─── RECORD SET ───

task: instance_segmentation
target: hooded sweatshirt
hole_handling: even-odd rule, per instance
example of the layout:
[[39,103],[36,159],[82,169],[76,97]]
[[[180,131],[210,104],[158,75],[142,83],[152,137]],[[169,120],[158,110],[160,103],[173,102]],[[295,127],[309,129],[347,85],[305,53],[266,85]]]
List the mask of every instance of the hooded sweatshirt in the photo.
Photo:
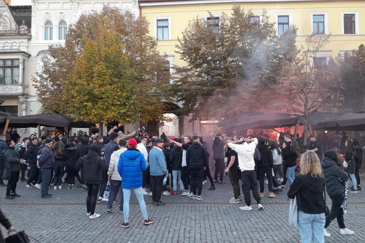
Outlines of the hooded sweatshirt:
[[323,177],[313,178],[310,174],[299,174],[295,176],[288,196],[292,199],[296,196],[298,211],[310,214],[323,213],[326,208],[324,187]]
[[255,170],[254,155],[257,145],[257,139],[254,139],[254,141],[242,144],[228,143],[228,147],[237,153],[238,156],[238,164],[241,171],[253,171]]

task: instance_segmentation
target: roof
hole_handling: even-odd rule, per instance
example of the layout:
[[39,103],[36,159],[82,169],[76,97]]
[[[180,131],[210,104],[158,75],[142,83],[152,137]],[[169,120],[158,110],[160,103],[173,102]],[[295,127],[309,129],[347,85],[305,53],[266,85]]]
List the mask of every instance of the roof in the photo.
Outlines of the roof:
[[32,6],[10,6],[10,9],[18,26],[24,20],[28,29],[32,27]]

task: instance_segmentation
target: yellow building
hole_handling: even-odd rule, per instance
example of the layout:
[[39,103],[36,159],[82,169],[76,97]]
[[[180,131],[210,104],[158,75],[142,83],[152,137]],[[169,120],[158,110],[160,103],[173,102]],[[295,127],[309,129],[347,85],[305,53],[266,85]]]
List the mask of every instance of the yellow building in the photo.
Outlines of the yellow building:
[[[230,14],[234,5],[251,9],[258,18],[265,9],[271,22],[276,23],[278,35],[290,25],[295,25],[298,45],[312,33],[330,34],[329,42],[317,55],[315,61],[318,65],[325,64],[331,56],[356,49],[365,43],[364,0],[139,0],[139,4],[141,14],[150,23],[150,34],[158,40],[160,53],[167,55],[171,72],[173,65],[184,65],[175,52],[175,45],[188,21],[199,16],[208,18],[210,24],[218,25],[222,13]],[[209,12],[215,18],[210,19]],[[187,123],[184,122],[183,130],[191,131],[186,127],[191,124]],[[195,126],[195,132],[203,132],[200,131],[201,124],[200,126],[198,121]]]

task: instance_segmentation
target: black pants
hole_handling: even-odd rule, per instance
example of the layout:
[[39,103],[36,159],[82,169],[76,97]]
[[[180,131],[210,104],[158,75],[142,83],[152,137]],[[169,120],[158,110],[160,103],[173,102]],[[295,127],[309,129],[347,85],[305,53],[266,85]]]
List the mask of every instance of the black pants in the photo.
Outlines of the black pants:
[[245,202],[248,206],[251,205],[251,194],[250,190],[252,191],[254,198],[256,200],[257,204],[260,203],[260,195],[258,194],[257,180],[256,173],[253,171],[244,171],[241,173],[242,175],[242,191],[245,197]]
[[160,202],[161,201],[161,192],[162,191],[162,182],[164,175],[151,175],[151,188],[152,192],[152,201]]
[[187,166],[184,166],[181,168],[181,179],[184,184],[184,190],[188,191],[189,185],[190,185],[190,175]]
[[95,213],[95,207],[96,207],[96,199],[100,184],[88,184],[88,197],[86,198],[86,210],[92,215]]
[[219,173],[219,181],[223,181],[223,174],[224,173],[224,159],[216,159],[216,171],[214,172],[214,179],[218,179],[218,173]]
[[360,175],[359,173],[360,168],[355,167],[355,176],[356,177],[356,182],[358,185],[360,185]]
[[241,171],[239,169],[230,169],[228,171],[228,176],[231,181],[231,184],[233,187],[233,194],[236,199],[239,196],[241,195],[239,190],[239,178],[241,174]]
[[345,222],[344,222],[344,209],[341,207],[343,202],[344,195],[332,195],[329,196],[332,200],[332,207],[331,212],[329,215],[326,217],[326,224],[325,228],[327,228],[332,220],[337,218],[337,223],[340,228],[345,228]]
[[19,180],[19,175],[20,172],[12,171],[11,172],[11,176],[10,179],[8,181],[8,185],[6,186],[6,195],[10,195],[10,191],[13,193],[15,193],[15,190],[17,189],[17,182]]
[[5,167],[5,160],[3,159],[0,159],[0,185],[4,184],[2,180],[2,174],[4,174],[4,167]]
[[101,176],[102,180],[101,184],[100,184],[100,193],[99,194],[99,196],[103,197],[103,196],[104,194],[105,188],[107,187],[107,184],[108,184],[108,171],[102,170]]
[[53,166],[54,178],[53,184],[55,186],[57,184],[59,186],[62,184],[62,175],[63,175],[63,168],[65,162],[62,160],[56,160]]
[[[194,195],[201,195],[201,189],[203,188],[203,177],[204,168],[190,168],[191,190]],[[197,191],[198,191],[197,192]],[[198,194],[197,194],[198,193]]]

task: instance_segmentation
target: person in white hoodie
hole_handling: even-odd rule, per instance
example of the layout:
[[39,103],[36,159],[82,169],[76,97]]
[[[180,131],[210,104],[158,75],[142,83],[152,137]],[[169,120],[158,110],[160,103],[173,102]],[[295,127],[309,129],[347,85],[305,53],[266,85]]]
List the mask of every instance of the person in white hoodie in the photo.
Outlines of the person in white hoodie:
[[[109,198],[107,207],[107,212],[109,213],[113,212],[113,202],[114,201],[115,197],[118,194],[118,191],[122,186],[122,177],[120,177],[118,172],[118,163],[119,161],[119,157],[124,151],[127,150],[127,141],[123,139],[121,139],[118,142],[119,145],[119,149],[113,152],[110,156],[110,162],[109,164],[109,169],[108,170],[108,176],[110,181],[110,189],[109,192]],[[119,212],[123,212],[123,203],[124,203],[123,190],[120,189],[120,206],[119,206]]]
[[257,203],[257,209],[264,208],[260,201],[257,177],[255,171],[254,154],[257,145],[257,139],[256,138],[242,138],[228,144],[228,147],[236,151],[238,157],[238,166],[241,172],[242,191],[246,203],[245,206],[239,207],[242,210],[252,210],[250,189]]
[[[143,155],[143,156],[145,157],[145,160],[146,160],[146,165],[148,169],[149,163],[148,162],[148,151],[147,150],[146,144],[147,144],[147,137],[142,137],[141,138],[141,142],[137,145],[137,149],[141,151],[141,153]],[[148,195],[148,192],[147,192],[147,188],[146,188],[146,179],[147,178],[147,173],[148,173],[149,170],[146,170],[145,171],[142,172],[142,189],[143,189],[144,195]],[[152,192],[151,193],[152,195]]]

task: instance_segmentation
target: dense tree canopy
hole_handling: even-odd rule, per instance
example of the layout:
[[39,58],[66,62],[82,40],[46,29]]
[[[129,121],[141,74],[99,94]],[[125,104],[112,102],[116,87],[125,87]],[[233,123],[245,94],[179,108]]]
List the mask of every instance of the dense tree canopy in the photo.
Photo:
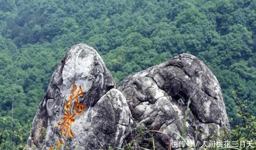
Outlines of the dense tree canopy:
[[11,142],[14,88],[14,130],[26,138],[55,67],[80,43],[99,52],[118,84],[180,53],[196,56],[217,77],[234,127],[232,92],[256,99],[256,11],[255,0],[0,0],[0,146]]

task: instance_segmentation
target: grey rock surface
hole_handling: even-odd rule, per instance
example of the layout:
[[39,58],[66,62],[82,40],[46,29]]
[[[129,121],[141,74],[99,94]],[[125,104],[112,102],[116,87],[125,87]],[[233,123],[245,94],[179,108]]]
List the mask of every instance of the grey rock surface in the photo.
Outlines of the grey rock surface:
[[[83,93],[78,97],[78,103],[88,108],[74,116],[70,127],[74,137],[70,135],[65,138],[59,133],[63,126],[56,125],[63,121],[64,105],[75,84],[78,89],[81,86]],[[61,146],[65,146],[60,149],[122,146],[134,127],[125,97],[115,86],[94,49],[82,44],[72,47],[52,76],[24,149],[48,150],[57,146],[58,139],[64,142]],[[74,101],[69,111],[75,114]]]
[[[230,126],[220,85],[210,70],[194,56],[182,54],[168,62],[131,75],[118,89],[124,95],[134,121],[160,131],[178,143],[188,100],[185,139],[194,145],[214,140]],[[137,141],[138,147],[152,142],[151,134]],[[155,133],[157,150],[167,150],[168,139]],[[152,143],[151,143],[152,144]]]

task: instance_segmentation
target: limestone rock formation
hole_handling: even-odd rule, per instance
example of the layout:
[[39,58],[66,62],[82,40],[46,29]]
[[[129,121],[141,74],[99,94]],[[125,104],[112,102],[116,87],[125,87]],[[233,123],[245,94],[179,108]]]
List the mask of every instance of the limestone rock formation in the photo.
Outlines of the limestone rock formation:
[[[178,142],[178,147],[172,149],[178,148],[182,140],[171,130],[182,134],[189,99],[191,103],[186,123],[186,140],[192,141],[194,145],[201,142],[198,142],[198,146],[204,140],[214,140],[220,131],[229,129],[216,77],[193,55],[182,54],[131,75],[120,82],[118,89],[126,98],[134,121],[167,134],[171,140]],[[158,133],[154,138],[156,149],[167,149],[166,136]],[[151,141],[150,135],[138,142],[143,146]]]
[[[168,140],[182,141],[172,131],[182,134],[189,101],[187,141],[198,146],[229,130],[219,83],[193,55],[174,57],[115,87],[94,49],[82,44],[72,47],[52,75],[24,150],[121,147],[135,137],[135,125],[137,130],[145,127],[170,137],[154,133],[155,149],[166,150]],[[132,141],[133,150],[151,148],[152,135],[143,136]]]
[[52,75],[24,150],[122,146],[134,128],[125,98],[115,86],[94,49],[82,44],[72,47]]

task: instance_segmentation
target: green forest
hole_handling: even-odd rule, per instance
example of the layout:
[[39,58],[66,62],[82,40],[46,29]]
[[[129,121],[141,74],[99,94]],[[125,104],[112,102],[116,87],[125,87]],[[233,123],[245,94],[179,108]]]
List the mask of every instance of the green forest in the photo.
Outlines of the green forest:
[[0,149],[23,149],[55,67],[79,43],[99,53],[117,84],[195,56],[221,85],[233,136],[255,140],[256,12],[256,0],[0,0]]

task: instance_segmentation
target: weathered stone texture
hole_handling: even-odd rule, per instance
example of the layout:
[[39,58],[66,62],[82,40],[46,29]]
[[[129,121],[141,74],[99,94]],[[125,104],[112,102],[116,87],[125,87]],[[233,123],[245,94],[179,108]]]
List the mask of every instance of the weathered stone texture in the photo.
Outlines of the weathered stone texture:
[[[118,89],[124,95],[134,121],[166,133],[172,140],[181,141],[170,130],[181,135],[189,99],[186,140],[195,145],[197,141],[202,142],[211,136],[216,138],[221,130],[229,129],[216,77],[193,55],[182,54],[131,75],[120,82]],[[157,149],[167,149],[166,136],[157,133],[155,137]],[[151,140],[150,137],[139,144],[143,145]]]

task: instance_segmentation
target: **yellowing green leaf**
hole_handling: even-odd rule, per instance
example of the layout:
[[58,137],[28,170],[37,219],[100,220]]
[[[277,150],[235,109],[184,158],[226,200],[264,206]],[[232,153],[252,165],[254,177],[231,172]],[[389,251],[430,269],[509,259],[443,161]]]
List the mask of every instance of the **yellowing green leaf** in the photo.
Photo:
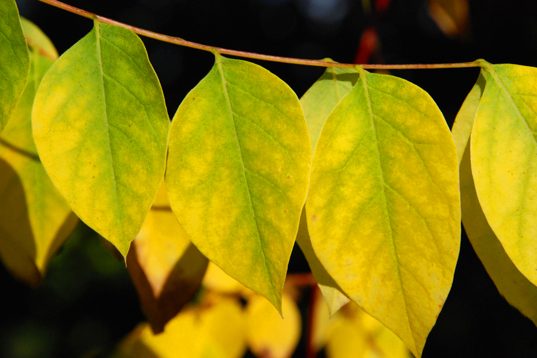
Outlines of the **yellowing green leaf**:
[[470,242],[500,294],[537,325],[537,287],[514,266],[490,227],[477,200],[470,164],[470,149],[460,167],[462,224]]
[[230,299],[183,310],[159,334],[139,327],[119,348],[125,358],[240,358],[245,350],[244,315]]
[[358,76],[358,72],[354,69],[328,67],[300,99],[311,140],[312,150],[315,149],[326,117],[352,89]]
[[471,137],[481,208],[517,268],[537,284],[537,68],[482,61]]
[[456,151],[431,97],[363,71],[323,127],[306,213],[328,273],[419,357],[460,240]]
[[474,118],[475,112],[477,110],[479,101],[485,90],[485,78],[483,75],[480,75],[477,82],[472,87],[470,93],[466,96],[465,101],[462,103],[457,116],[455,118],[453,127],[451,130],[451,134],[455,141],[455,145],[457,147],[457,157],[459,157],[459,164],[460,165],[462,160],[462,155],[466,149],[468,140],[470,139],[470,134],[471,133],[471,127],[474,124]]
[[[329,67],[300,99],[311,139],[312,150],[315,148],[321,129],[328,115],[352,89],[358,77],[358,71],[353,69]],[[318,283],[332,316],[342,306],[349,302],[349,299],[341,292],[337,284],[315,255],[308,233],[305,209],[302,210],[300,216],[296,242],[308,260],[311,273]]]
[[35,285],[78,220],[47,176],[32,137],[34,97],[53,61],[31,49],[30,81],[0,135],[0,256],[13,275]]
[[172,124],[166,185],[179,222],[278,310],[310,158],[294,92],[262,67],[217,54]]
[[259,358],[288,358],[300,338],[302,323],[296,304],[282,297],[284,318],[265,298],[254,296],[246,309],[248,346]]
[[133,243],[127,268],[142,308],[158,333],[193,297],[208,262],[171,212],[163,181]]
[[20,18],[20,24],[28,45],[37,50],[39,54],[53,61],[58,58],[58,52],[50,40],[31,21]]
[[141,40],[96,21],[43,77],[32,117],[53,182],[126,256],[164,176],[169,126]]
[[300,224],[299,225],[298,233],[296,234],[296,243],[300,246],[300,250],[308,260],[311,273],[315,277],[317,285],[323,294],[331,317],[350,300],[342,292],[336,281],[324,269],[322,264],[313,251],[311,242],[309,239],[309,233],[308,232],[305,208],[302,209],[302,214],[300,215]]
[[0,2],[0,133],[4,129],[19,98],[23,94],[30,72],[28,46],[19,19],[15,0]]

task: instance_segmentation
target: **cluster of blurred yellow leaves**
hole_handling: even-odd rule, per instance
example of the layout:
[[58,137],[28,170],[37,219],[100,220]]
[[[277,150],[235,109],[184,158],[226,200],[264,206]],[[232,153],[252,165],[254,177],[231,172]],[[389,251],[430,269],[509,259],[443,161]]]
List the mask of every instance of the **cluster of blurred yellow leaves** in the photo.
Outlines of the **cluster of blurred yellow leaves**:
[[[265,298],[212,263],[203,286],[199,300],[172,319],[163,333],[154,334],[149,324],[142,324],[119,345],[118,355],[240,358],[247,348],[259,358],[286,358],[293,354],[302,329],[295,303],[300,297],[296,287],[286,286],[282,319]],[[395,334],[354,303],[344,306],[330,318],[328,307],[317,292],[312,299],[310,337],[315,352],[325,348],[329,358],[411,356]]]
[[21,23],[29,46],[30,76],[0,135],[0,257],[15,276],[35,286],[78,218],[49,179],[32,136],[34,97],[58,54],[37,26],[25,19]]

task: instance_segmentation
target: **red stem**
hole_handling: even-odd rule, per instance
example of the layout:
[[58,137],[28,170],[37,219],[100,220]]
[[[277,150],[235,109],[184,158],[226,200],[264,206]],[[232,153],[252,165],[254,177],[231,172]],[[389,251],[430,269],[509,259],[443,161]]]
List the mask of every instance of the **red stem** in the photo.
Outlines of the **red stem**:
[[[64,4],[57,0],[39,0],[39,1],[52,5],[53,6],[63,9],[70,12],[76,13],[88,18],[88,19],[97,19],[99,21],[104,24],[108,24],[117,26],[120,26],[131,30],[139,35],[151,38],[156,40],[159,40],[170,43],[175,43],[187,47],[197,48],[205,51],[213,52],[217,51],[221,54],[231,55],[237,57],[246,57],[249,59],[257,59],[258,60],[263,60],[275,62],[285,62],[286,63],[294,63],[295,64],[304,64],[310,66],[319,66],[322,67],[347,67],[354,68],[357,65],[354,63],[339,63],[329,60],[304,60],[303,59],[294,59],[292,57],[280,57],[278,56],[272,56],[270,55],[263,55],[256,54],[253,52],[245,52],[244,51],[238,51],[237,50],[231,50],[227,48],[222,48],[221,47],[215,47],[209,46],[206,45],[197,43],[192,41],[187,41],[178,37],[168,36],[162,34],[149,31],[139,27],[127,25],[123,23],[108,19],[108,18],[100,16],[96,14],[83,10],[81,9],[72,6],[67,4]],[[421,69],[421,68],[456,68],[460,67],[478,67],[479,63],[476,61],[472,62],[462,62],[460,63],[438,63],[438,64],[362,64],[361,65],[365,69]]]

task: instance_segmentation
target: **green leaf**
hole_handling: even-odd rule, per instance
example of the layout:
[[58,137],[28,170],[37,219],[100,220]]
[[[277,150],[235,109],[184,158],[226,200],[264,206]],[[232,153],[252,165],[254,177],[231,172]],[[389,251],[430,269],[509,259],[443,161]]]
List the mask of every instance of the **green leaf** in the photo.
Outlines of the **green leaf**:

───

#### PROBLEM DESCRIPTION:
In the listing above, locate every line containing the word "limestone" and copy each of those lines. Matching is case-sensitive.

#### RESULT OF THE TASK:
target: limestone rock formation
List the mask of every instance of the limestone rock formation in the photo.
Outlines of the limestone rock formation:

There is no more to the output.